WHAT TO PRODUCE = Copy out the rows below line for line, without changing anything.

[Data records]
● ● ●

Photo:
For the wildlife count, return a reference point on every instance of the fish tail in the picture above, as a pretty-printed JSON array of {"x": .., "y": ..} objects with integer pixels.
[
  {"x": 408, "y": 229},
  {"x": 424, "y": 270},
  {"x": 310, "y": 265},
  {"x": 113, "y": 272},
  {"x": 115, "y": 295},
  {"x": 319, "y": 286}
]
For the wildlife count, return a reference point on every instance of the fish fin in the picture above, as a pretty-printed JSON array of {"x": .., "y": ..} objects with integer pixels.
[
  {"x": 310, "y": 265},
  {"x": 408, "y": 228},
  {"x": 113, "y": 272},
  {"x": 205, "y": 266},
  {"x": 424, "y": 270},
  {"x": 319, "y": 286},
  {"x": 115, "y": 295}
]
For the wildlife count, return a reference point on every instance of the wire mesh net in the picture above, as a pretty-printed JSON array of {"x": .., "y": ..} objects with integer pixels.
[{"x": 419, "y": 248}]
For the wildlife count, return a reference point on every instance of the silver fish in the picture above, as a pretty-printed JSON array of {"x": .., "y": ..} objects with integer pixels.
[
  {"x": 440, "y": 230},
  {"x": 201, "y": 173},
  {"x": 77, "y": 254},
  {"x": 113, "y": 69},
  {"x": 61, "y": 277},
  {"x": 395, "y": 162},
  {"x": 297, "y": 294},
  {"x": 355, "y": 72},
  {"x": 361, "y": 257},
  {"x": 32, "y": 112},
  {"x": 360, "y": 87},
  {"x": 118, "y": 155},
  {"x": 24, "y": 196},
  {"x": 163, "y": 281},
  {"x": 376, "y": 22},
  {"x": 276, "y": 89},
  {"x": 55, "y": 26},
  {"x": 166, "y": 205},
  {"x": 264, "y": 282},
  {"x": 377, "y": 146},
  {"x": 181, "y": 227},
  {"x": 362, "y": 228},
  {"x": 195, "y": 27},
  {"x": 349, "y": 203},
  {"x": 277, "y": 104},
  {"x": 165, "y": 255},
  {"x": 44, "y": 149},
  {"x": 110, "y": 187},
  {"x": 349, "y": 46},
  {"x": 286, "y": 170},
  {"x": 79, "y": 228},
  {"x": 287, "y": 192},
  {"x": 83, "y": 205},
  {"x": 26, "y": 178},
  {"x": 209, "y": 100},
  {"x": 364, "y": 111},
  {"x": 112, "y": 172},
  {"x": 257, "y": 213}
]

● ● ●

COMPLETE RESPONSE =
Photo:
For the wildlife count, return a reference point on every instance of the fish tail in the picture above, as a pretty-printed JSON array of {"x": .., "y": ..} objects with integer pixels.
[
  {"x": 408, "y": 229},
  {"x": 424, "y": 270},
  {"x": 310, "y": 265},
  {"x": 113, "y": 272},
  {"x": 115, "y": 295},
  {"x": 319, "y": 286}
]
For the wildlife count, return a reference point on every instance of the fish fin in the picture above, as a pretty-printed JSON array of {"x": .., "y": ..} objects with integer pixels.
[
  {"x": 310, "y": 265},
  {"x": 408, "y": 228},
  {"x": 113, "y": 272},
  {"x": 205, "y": 266},
  {"x": 424, "y": 270},
  {"x": 319, "y": 286},
  {"x": 115, "y": 295}
]
For the wildlife count, return a reference point on every instance of the wire mesh net in the picture above, as a pretty-printed JSON array of {"x": .., "y": ..} objects with integer pixels.
[{"x": 419, "y": 248}]
For the wildlife count, return a reference point on every instance of the silver fish in the picture above, as a pretty-printed JSON array of {"x": .., "y": ..} objects with integer pixels.
[
  {"x": 440, "y": 230},
  {"x": 201, "y": 173},
  {"x": 77, "y": 254},
  {"x": 113, "y": 69},
  {"x": 61, "y": 277},
  {"x": 395, "y": 162},
  {"x": 297, "y": 294},
  {"x": 355, "y": 72},
  {"x": 361, "y": 257},
  {"x": 32, "y": 112},
  {"x": 360, "y": 87},
  {"x": 118, "y": 155},
  {"x": 24, "y": 196},
  {"x": 163, "y": 281},
  {"x": 376, "y": 22},
  {"x": 276, "y": 89},
  {"x": 55, "y": 26},
  {"x": 166, "y": 205},
  {"x": 264, "y": 282},
  {"x": 377, "y": 146},
  {"x": 181, "y": 227},
  {"x": 362, "y": 228},
  {"x": 195, "y": 27},
  {"x": 349, "y": 203},
  {"x": 277, "y": 104},
  {"x": 165, "y": 255},
  {"x": 44, "y": 149},
  {"x": 110, "y": 187},
  {"x": 349, "y": 46},
  {"x": 286, "y": 170},
  {"x": 79, "y": 228},
  {"x": 287, "y": 192},
  {"x": 83, "y": 205},
  {"x": 26, "y": 178},
  {"x": 209, "y": 100},
  {"x": 364, "y": 111},
  {"x": 112, "y": 172},
  {"x": 257, "y": 213}
]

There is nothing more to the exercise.